* WHAT IS EXPECTED
An exact copy of the lines from the one containing "Look at the photo above. For each instance of the asphalt" through the last line below is required; include both of those lines and no others.

(Records from a data source)
********
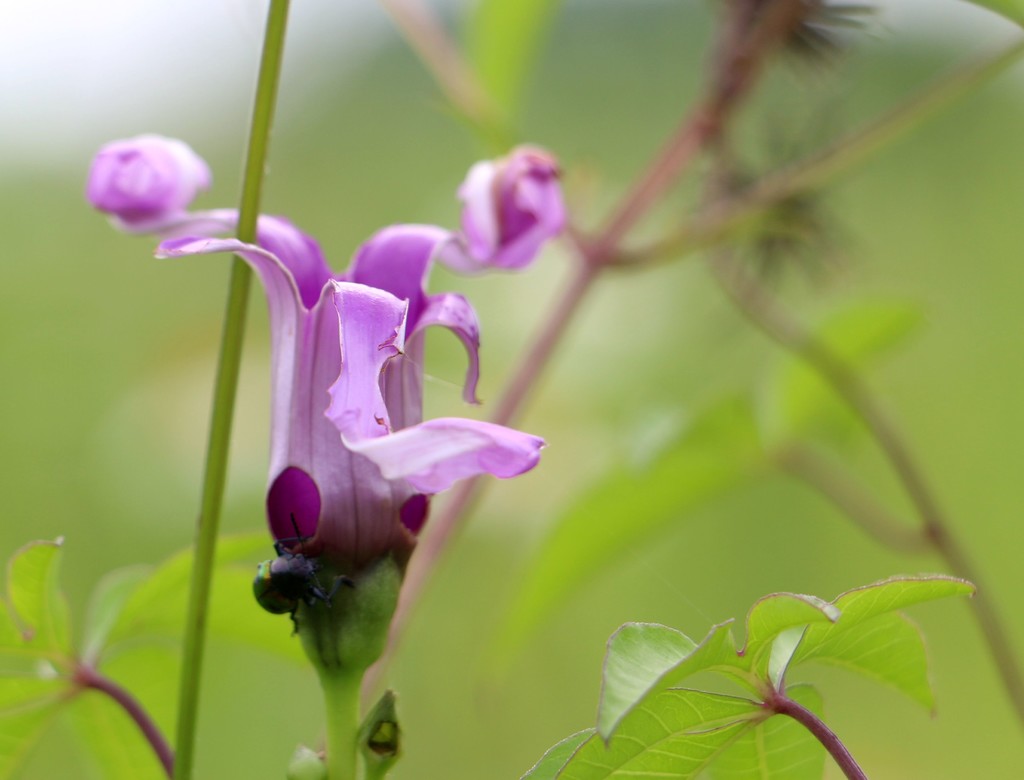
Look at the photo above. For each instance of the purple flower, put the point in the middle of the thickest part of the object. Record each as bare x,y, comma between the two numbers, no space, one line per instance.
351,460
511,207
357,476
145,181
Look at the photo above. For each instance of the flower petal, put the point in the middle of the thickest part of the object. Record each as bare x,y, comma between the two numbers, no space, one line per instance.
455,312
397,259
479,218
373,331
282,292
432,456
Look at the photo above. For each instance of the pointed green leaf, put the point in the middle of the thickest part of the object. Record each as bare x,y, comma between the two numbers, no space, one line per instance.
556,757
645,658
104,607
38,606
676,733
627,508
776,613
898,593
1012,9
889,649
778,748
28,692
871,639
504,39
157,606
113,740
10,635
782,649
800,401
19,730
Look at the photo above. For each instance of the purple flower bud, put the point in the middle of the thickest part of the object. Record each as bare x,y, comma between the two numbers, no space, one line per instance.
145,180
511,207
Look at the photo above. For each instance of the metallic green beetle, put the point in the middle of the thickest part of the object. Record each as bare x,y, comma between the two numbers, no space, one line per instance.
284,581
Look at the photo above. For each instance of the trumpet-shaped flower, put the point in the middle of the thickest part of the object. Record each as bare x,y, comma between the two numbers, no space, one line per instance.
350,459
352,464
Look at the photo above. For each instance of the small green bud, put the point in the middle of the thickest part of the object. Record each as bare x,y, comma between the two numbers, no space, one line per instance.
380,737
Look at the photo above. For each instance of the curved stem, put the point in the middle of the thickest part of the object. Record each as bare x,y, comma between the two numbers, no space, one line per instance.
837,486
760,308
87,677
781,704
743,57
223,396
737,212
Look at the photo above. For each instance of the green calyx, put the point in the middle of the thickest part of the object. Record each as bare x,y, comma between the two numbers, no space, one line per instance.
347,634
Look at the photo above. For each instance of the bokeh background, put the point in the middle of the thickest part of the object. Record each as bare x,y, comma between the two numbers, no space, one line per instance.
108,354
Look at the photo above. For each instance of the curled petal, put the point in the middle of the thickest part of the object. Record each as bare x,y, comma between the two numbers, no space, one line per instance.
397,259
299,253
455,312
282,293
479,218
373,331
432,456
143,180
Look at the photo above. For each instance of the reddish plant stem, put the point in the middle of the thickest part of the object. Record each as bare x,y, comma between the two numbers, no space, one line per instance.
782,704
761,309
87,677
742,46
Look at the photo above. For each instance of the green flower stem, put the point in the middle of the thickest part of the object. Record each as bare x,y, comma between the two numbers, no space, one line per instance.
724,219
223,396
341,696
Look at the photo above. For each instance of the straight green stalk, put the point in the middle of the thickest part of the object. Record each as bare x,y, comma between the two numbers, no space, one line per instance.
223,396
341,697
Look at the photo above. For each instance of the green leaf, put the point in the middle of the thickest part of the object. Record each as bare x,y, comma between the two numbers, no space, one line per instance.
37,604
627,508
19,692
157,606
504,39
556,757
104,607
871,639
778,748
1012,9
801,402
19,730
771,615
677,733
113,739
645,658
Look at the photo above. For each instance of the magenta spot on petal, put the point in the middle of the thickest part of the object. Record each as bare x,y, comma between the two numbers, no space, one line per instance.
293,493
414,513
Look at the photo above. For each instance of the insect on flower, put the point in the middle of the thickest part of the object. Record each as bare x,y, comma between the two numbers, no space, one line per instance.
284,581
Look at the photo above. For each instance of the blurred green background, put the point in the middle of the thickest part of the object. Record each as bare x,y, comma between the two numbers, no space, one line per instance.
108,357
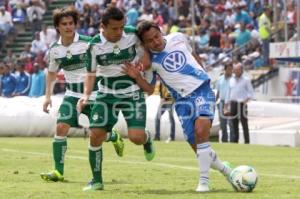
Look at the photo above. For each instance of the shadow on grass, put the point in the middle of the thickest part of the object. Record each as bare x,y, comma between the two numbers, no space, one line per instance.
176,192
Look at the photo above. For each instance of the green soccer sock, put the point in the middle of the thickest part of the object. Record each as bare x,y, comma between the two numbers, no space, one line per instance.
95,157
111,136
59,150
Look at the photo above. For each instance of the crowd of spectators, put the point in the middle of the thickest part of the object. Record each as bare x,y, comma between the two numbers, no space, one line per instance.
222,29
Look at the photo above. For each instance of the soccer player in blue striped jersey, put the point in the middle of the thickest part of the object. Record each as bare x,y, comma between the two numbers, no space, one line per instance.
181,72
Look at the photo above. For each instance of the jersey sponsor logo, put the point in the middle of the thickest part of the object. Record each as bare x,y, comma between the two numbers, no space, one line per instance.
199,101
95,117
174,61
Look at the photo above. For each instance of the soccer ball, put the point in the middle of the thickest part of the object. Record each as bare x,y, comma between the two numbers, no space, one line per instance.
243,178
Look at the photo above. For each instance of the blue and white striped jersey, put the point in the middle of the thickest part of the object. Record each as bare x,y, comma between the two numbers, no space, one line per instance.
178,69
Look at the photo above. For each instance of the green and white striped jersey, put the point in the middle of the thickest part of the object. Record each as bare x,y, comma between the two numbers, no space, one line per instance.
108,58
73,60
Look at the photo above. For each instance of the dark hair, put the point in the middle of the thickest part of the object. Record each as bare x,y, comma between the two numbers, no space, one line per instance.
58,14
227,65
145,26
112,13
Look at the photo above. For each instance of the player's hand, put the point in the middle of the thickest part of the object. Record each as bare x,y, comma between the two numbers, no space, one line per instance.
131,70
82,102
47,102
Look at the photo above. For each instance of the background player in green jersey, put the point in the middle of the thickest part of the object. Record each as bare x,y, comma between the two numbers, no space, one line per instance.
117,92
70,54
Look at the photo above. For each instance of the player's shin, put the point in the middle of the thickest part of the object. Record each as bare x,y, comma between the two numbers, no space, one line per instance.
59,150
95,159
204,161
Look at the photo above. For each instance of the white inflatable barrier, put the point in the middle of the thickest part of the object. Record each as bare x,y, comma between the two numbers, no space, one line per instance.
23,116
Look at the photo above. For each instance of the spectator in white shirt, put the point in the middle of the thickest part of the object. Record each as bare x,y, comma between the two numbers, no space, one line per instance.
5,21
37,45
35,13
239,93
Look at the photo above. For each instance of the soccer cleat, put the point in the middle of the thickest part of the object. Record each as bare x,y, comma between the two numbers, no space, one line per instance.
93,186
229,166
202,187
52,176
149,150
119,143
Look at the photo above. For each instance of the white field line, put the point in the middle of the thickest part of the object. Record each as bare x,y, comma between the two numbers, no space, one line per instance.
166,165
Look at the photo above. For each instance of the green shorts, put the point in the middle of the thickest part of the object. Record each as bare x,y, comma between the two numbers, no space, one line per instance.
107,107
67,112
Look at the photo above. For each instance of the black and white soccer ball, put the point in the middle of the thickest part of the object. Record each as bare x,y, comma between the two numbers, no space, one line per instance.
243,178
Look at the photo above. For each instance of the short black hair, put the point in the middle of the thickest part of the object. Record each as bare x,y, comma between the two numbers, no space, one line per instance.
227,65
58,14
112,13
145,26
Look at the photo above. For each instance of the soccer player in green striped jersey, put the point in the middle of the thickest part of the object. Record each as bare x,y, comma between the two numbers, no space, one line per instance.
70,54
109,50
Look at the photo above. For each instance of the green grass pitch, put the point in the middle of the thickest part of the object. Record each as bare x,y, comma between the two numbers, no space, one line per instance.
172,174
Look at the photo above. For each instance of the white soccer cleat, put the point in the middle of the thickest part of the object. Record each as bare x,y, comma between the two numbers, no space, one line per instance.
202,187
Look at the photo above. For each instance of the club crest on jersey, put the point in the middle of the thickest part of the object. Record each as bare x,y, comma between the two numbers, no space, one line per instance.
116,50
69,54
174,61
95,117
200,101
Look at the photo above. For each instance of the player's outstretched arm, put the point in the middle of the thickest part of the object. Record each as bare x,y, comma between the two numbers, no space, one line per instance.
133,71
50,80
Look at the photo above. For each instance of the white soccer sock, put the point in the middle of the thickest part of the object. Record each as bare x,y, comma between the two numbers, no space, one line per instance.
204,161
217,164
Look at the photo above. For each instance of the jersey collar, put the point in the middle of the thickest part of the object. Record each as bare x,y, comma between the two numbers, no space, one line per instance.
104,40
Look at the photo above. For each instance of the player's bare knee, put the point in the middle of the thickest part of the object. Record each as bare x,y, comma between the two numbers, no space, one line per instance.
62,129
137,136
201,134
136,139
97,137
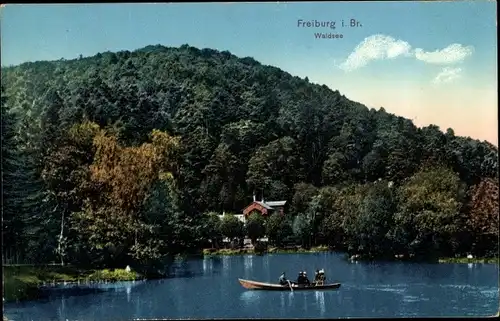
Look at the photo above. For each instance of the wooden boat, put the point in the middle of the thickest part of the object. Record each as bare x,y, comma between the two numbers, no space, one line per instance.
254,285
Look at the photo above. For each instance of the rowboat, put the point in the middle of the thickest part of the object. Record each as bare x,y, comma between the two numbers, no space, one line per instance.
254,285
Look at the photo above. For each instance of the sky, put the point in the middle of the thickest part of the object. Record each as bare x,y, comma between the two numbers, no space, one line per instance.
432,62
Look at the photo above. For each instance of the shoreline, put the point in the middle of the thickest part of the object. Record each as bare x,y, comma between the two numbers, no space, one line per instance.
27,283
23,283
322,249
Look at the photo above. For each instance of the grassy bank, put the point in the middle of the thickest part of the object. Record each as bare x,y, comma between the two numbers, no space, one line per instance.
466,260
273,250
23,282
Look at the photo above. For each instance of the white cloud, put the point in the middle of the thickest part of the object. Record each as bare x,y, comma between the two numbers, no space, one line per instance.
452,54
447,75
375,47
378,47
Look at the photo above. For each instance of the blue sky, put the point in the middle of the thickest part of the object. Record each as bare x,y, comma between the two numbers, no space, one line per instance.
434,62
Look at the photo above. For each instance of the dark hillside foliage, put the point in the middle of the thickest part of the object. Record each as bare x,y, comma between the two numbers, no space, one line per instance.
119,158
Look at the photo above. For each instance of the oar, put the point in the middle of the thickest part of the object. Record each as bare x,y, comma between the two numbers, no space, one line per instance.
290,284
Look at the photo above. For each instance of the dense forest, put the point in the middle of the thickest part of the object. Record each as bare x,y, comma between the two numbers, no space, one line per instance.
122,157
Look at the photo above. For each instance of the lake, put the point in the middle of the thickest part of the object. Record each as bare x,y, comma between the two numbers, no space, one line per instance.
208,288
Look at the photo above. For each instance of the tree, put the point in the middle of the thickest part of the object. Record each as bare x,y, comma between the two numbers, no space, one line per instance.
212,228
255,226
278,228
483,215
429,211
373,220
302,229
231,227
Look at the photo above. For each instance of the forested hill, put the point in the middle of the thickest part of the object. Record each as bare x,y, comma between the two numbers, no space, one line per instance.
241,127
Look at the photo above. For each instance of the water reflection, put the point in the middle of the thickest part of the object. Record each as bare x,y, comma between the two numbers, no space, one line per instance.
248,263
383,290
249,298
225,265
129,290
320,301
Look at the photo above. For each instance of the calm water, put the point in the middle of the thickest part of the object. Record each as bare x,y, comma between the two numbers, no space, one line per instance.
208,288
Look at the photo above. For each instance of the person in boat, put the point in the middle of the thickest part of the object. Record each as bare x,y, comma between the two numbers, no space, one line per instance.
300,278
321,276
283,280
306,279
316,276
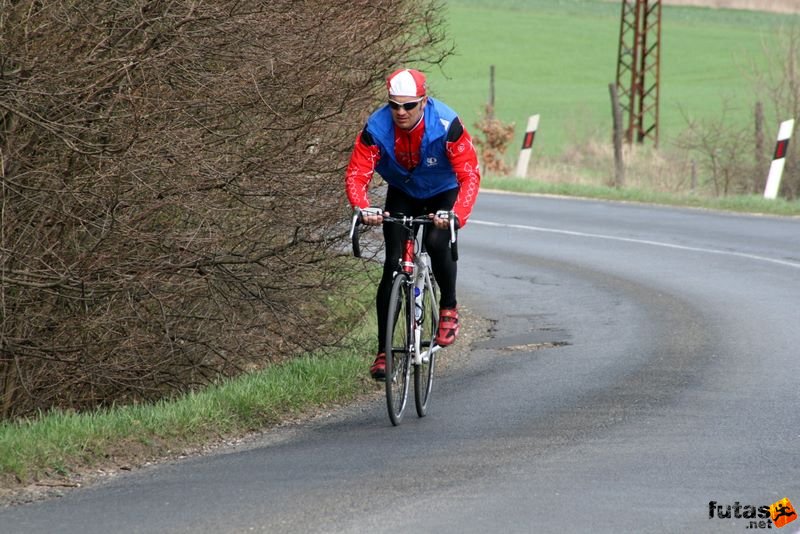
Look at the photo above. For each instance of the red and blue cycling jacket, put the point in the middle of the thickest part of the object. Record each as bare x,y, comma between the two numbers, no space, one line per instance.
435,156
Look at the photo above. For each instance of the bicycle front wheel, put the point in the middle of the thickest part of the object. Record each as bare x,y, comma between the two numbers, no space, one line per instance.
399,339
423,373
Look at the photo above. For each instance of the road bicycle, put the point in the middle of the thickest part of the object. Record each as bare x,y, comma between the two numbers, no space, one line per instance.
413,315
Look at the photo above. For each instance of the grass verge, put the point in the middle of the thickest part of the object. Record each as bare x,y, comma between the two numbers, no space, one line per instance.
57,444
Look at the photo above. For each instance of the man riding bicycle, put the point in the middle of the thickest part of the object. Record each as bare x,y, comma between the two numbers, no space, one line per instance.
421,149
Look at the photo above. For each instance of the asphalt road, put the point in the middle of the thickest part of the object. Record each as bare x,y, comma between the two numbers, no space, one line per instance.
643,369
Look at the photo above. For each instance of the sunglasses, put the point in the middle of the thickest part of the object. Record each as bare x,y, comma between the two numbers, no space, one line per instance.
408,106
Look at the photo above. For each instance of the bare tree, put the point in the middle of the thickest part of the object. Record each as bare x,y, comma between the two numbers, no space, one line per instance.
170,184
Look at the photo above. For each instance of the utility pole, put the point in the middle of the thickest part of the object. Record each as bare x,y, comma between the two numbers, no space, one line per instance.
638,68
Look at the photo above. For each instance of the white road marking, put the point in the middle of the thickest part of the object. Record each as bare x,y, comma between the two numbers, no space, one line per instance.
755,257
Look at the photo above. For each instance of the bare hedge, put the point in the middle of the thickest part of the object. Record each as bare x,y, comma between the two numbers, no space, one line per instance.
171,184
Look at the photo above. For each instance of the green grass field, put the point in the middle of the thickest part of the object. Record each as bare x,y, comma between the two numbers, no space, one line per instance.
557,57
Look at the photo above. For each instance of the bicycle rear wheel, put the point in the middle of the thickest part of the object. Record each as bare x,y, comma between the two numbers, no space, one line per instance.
********
* RESPONSE FOR THIS EXERCISE
Look at the photo above. For each instance of the asphalt road, put the point in the middle of the thickest part of the object. Record each as bare x,y, comma between the two numbers, no space, one line per instance.
643,369
Look at the photo above. For each instance of the sunglasses, put the point in the middle of the thickest part of the object. Record each as bare x,y, comma between the two numbers, no space, one line per instance.
408,106
Look at the photo above. For each instance of the bare tree, put the point in the middle of the thickest part of the object. Record each as bare x,y, comma between the two numbers, no space, one line per instance.
170,184
Look at the photo above. For each instance of the utility pole, put the point in the middle of the thickest part of the object. Record each as bare x,y, comma between the two numbers, no space, one line per instance.
638,68
Look at the photo above. For each instance of the white road marking, put the point in the middle of the thickest part of the object. Record each as bare x,y, comma between the two numbers, no space, one line per instance.
755,257
Look at the photo above. For each instance of the bare hedge, put the point in the middle of the thickest part of the object. Record each as bare x,y, comma between the two numbers, no space, one line per instance.
171,184
Look at the photo above. For each instance of the green grass field, put the point in the middle of the thickest part of the object. Record each as bare x,y, comma between the two numbers, no space, one line per instance.
557,57
Look at the photo above. For each instance of the bicycle rear wheel, put the point in the middle of the thickest part of the object. Record each as bare x,y, comma between the two numbers, no space, one line per instance.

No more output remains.